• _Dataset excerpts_
····················

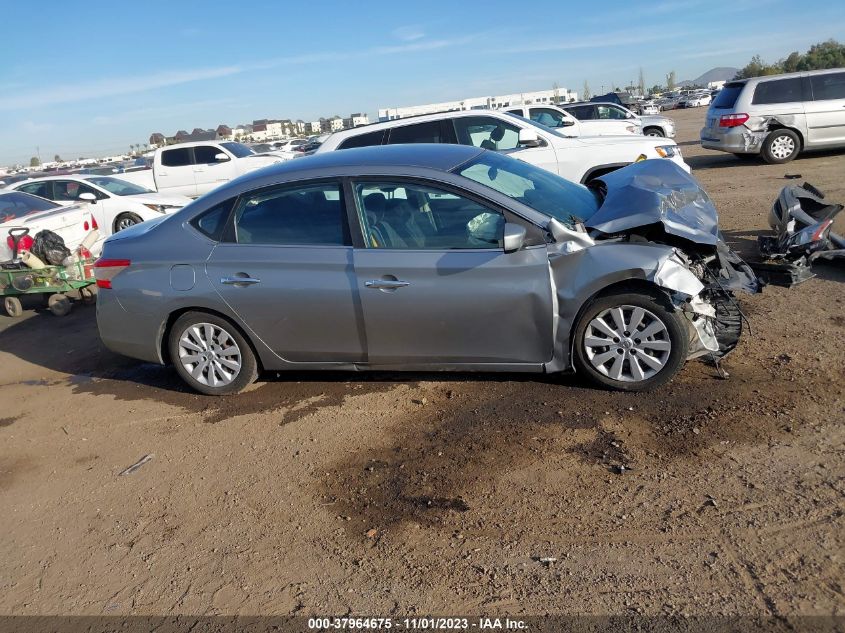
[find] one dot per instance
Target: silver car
(778, 116)
(421, 257)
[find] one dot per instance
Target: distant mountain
(723, 73)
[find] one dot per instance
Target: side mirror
(528, 138)
(514, 237)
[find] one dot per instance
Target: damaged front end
(802, 220)
(656, 202)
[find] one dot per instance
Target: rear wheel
(125, 220)
(781, 146)
(630, 341)
(211, 355)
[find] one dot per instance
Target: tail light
(107, 269)
(732, 120)
(24, 243)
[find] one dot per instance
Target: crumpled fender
(579, 275)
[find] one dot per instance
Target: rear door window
(293, 215)
(828, 86)
(418, 133)
(778, 91)
(727, 96)
(176, 157)
(363, 140)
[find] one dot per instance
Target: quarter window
(486, 133)
(778, 91)
(176, 157)
(828, 86)
(305, 214)
(417, 217)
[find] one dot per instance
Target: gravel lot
(396, 494)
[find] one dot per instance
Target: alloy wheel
(627, 343)
(209, 354)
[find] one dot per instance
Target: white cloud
(408, 33)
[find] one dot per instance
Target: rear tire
(781, 146)
(125, 220)
(211, 355)
(630, 341)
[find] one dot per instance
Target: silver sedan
(419, 257)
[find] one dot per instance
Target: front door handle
(386, 284)
(240, 281)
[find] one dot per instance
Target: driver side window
(410, 216)
(486, 133)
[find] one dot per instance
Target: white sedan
(116, 204)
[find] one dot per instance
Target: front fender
(577, 277)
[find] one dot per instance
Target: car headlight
(161, 208)
(667, 151)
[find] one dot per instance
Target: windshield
(539, 126)
(537, 188)
(117, 186)
(16, 204)
(238, 149)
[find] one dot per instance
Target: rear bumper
(736, 140)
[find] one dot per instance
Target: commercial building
(558, 95)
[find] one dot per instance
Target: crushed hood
(656, 192)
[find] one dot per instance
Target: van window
(176, 157)
(778, 91)
(727, 96)
(828, 86)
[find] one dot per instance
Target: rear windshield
(16, 204)
(727, 96)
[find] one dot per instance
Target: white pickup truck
(193, 169)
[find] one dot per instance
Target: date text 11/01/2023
(416, 623)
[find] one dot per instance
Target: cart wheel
(59, 305)
(87, 296)
(13, 306)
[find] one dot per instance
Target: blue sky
(82, 79)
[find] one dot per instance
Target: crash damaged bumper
(802, 221)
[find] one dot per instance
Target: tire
(13, 306)
(189, 338)
(125, 220)
(59, 304)
(665, 344)
(781, 146)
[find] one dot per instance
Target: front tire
(211, 355)
(781, 146)
(125, 220)
(630, 341)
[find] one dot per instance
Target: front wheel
(211, 355)
(125, 220)
(781, 146)
(630, 341)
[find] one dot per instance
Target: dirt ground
(394, 494)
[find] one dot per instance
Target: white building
(560, 95)
(356, 119)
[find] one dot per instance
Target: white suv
(579, 159)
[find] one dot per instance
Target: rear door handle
(386, 284)
(239, 281)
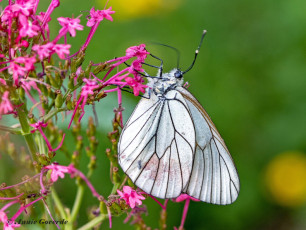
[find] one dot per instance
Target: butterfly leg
(161, 65)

····················

• _WHAT YOU ARE ASKED TO DO_
Output the data above exactly; pictures do not belong in the copy.

• _RESPONSE_
[find] one dot per instance
Target: silver car
(778, 116)
(421, 257)
[find] one dot per instance
Target: distant mountain
(723, 73)
[find] one dot per instance
Target: side mirror
(528, 138)
(514, 237)
[find] one dot per instance
Target: damaged front end
(802, 220)
(656, 202)
[find] one dot per instance
Target: rear wheel
(125, 220)
(781, 146)
(630, 341)
(211, 355)
[find] one dot per instance
Target: tail light
(107, 269)
(732, 120)
(24, 243)
[find] one dot per instance
Target: crumpled fender
(579, 275)
[find] one dot per instance
Target: rear door window
(293, 215)
(828, 86)
(418, 133)
(778, 91)
(727, 96)
(176, 157)
(363, 140)
[find] one dot per instance
Target: quarter window
(486, 133)
(778, 91)
(176, 157)
(828, 86)
(305, 214)
(417, 217)
[find] one dot per instance
Target: gravel lot
(396, 494)
[find] one dot per instance
Target: alloy wheel
(627, 343)
(209, 354)
[find] one dot per instance
Target: white cloud
(408, 33)
[find] one dot per instance
Target: rear tire
(781, 146)
(125, 220)
(211, 355)
(630, 341)
[find] one dot per instance
Target: silver sedan
(419, 257)
[find] one dot per instance
Target: front door handle
(386, 284)
(240, 281)
[find] one dot per instance
Target: driver side window
(410, 216)
(486, 133)
[find] one dot per instance
Target: white sedan
(116, 204)
[find] one dot per instance
Target: front fender
(577, 277)
[find] one dot per instance
Target: car headlight
(161, 208)
(667, 151)
[find] one dot per instance
Target: windshield
(539, 126)
(537, 188)
(117, 186)
(16, 204)
(238, 149)
[find] one dot per instance
Target: rear bumper
(736, 140)
[find] one dot per instance
Target: commercial building
(558, 95)
[find] one dot per instance
Target: crushed hood
(656, 192)
[find] one dot per instance
Target: van window
(176, 157)
(778, 91)
(727, 96)
(828, 86)
[find] one dot per instance
Target: rear windshield
(16, 204)
(727, 96)
[find] one dot per instance
Target: white pickup truck
(193, 169)
[find] one dot per instance
Target: date text 11/01/2023
(416, 623)
[find] one dot per instance
Target: cart wheel
(59, 305)
(87, 296)
(13, 306)
[find] one dot per instance
Target: blue sky
(82, 79)
[find] one dot per instance
Target: crash damaged bumper
(802, 221)
[find] one dot per instance
Target: tire
(13, 306)
(189, 338)
(125, 220)
(59, 304)
(665, 344)
(781, 146)
[find] one dot per instance
Target: front tire
(211, 355)
(781, 146)
(125, 220)
(630, 341)
[find] one dot per instance
Target: front wheel
(211, 355)
(125, 220)
(781, 146)
(630, 341)
[find] one dot per instance
Target: dirt ground
(394, 494)
[find] one dot per instance
Target: white building
(560, 95)
(356, 119)
[find] one dot per instance
Target: white suv
(579, 159)
[find] one dot per instance
Target: rear door handle
(386, 284)
(239, 281)
[find] one dot per instance
Target: butterfly leg
(161, 65)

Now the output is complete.